Referring expression pointing data
+--

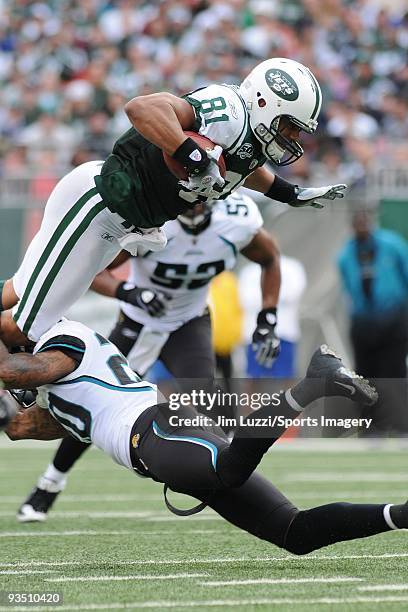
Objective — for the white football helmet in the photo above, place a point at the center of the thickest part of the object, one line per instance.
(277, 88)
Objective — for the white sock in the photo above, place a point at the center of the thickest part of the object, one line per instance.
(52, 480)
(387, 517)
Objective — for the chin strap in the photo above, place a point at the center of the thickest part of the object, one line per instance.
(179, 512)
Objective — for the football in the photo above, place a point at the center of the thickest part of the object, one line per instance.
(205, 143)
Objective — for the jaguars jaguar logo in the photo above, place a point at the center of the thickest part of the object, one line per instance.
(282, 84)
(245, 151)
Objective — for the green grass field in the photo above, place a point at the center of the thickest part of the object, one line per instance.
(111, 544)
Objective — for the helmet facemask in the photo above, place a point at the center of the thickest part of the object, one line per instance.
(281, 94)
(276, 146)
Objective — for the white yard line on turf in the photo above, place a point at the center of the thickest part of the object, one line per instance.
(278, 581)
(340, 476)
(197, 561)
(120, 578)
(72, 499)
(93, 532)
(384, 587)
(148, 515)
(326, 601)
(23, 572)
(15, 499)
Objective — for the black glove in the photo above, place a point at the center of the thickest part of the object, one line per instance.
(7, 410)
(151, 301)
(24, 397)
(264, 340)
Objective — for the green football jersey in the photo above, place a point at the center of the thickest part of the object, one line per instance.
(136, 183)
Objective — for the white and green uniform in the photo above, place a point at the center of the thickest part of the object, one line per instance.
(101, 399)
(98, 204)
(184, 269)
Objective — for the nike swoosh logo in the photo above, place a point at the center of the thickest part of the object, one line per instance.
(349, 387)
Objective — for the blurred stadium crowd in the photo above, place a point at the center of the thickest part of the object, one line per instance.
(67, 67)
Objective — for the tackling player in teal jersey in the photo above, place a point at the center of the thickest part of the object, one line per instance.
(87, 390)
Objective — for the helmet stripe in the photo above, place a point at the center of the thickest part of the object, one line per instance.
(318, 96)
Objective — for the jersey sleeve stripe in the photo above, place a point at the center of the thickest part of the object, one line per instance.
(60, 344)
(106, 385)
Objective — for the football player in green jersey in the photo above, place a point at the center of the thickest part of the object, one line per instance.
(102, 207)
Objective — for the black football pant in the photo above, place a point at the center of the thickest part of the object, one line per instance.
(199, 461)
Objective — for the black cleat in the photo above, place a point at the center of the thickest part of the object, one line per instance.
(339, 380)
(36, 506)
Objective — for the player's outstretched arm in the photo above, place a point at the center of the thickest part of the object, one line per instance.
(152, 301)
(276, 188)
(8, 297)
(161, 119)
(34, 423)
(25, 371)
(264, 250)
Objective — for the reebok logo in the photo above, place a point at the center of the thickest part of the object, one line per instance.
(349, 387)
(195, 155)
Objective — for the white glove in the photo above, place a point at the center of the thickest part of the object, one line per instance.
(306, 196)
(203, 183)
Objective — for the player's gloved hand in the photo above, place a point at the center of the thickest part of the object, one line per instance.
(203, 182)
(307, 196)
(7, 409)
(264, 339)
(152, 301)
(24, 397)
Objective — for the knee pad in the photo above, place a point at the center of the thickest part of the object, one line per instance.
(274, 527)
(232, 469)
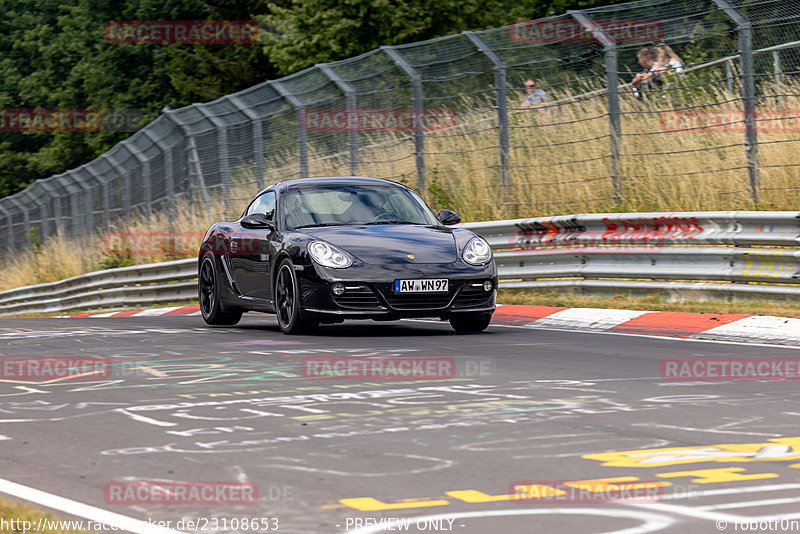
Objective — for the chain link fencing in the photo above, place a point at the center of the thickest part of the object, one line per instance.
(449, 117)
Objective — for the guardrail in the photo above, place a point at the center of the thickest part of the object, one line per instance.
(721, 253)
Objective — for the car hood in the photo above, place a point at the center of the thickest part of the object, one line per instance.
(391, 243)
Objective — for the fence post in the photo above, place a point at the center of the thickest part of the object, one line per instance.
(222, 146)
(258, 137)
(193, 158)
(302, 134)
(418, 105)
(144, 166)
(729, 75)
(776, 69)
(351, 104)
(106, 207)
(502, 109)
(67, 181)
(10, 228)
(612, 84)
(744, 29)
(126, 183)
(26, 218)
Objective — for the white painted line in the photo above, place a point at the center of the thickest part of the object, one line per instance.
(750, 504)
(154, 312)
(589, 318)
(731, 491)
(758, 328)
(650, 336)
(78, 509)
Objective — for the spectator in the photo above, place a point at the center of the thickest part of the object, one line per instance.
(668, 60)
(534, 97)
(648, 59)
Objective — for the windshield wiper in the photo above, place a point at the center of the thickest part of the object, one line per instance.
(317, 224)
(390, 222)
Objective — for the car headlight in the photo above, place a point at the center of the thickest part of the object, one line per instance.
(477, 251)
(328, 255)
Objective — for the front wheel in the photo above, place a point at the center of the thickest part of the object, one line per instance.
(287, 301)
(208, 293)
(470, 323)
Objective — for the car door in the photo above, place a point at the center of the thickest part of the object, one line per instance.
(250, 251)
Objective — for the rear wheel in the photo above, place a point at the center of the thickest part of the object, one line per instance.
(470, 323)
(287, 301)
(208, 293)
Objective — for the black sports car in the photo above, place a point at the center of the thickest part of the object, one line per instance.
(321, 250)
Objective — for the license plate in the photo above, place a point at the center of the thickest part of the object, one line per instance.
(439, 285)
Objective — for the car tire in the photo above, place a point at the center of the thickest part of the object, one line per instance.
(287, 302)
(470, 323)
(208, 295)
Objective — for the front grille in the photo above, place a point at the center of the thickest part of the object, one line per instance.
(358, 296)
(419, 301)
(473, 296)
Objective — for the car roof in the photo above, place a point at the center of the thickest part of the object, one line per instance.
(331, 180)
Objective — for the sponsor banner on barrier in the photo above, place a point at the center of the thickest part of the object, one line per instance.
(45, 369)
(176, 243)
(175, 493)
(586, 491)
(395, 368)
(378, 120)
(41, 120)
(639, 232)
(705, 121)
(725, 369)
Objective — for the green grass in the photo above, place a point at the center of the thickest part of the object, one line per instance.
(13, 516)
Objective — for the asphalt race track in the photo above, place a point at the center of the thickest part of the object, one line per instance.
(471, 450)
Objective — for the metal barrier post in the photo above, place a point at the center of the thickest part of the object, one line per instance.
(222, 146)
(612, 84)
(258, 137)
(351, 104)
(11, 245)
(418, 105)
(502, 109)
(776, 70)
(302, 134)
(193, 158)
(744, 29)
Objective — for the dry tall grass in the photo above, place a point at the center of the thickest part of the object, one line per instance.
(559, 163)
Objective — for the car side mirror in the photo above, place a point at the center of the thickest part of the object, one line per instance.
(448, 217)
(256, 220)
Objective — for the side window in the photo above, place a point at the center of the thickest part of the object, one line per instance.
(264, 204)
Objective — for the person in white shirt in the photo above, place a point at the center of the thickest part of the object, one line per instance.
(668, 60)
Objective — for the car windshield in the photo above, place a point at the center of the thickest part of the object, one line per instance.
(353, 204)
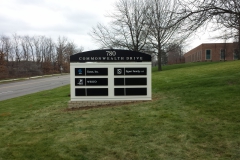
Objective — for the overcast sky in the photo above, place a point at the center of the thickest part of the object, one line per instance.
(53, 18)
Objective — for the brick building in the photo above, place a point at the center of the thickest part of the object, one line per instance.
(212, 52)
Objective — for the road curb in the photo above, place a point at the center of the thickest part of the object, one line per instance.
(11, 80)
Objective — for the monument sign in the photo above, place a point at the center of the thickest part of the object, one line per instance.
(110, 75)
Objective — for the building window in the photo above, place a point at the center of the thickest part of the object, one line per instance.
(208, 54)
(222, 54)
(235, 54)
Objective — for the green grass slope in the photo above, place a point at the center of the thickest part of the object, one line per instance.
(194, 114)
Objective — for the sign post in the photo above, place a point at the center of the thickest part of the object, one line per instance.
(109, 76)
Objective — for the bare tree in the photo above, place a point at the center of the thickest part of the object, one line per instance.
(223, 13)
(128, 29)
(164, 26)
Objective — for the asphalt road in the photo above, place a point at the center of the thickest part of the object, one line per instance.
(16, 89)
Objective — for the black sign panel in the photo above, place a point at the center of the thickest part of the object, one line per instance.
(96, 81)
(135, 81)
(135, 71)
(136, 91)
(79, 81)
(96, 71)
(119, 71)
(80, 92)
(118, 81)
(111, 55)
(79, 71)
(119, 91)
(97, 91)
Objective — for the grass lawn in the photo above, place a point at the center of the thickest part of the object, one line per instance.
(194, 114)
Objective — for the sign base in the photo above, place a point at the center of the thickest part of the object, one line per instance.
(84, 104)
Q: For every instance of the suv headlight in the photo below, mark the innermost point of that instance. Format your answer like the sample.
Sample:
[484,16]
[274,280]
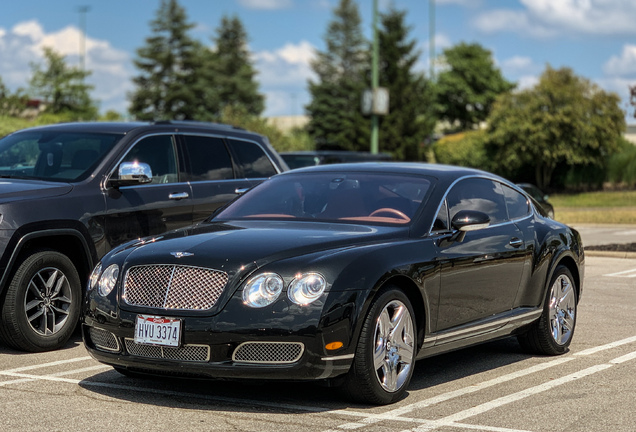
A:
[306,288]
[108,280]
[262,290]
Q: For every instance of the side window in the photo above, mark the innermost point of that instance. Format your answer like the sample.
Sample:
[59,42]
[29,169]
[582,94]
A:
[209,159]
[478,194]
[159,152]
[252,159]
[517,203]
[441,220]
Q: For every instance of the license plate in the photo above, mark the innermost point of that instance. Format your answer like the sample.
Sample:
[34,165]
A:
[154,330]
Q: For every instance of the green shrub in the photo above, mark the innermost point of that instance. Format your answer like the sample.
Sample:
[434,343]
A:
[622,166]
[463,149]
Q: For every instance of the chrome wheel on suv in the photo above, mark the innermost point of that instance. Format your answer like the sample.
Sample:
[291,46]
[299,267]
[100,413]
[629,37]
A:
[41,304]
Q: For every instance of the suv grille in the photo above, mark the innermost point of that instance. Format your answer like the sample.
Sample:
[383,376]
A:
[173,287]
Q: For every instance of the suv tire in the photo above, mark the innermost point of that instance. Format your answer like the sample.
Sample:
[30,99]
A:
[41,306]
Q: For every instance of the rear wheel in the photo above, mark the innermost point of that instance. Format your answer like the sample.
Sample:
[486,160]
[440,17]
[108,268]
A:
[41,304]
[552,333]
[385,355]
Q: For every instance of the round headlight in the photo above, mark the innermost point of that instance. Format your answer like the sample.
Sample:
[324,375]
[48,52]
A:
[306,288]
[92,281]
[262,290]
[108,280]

+--

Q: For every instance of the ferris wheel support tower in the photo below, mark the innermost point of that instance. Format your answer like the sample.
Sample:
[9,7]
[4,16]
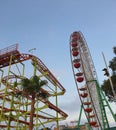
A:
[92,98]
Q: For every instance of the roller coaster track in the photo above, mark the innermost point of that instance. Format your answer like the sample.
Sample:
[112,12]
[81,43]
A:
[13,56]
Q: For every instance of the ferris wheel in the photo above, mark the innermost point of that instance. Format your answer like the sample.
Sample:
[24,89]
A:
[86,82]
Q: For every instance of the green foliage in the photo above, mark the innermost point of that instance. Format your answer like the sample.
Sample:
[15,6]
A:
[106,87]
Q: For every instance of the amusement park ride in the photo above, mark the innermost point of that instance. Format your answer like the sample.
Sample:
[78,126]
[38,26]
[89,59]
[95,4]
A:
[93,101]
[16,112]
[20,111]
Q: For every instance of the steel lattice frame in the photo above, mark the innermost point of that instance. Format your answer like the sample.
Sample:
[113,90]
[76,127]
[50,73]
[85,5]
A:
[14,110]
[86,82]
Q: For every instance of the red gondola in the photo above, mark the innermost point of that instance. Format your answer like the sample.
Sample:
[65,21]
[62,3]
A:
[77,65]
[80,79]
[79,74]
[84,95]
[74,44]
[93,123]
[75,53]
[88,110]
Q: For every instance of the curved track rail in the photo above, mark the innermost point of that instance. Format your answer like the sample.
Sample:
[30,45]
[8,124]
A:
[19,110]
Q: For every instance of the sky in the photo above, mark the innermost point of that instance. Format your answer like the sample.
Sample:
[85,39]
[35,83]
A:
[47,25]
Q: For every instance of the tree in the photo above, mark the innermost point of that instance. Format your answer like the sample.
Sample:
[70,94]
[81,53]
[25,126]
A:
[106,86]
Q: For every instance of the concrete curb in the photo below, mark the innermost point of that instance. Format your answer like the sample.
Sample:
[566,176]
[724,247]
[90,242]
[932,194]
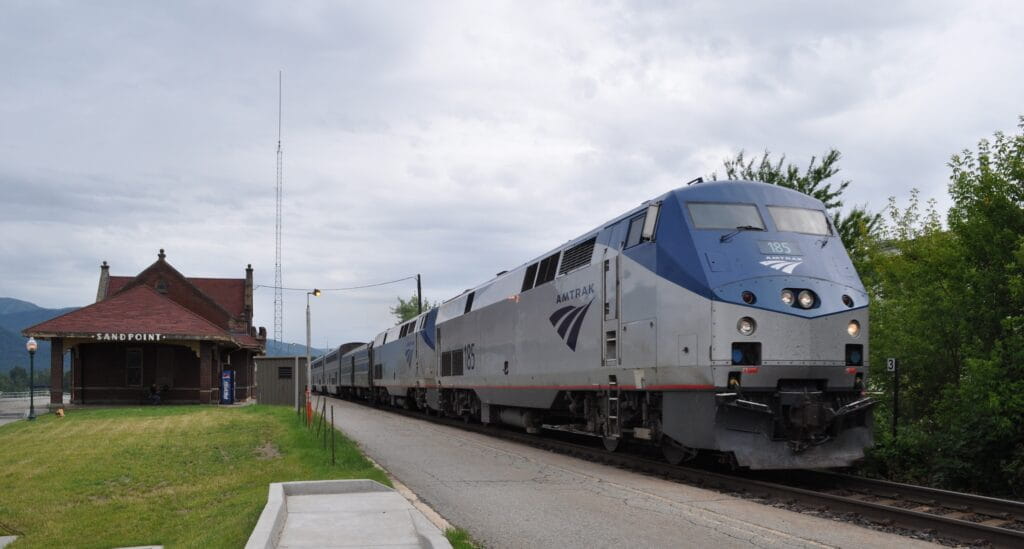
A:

+--

▶ **Exercise**
Select and copy each line from the data that includes the word "ferris".

▶ **Result for this task**
Q: For every instance of the ferris wheel support tower in the photo below, mark the innermost point of that instance. Format your answer like the sample.
Q: For every instance of the ferris wheel in the photo above, mark the innermost point of that instance. Format your answer like the sample.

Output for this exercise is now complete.